● The request:
All entries below are to be set down again, identical to the source.

● Record extracts:

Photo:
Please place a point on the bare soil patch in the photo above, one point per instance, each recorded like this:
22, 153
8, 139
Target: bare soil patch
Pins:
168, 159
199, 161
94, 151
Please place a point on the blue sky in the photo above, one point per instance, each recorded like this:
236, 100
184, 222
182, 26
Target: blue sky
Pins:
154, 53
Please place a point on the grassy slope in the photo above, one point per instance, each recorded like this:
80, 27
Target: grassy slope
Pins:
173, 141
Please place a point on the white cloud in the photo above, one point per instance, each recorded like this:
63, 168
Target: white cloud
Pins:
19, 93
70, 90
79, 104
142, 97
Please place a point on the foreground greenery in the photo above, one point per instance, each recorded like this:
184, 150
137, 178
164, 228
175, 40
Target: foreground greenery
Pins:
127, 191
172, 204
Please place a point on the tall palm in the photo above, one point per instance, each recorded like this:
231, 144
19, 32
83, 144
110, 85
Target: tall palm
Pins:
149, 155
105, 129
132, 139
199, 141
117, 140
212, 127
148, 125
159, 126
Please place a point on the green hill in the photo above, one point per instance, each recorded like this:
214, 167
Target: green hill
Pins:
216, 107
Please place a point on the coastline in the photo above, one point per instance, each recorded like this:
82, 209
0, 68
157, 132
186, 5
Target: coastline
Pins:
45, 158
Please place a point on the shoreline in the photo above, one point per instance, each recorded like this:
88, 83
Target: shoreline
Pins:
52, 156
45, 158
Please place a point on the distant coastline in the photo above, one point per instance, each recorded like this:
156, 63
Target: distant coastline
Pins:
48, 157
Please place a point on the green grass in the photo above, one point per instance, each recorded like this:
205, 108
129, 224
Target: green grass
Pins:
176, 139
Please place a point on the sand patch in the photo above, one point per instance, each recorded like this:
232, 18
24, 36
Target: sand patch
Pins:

● Written response:
Photo:
Please place a point on the bare soil patch in the photo above, one point per instance, each recorded like this:
22, 153
8, 139
Target: bare soil patch
Pins:
168, 159
199, 161
94, 151
Please place a point on the blue sky in the photo above, one point per instance, each recorded like this:
236, 100
184, 222
182, 26
Target: blue sky
Pins:
154, 53
Please place a point on the grassy slope in the photo above, one point per instance, each recorded like this:
80, 27
Target: grassy slope
Pins:
173, 141
Please place a point on the white cloud in the photo above, one point per instance, each recorded like this:
63, 168
Target: white cloud
Pins:
19, 93
70, 90
79, 104
142, 97
Please place a point on the foreground greenery in the photo above, one point per instance, each recorded like this:
184, 150
137, 178
164, 228
175, 40
Target: foreground greenery
Pins:
127, 191
172, 204
Please place a point on the tall palm in the photo above, one point per instance, each recorded like this:
231, 144
19, 32
83, 144
110, 85
Target: tall palm
Pins:
149, 155
105, 129
132, 139
199, 141
117, 140
212, 127
148, 125
159, 126
Please place a point on the green hill in the photo above, one point per instance, each recorded like this:
214, 167
Target: green hill
Pins:
216, 107
Please place a point on the coastline in the photo above, one point per instance, each recorded like this:
82, 209
0, 68
157, 132
186, 5
Target: coastline
Pins:
45, 158
Please place a point on the shoreline in the photo above, one point per instance, each recorded like this:
88, 83
Target: shoreline
Pins:
52, 156
45, 158
Please place a point on the distant coastline in the photo above, one point per instance, each recorded like this:
156, 63
Target: distant coastline
Pins:
48, 157
Please place a point on the green grass in the photo above, one point per instance, each recorded like this:
205, 108
129, 224
Target: green grass
Pins:
176, 139
Please place a point on the sand patch in the photo above, one point per instance, each recorded like this:
232, 18
24, 36
Target: sand patch
Pins:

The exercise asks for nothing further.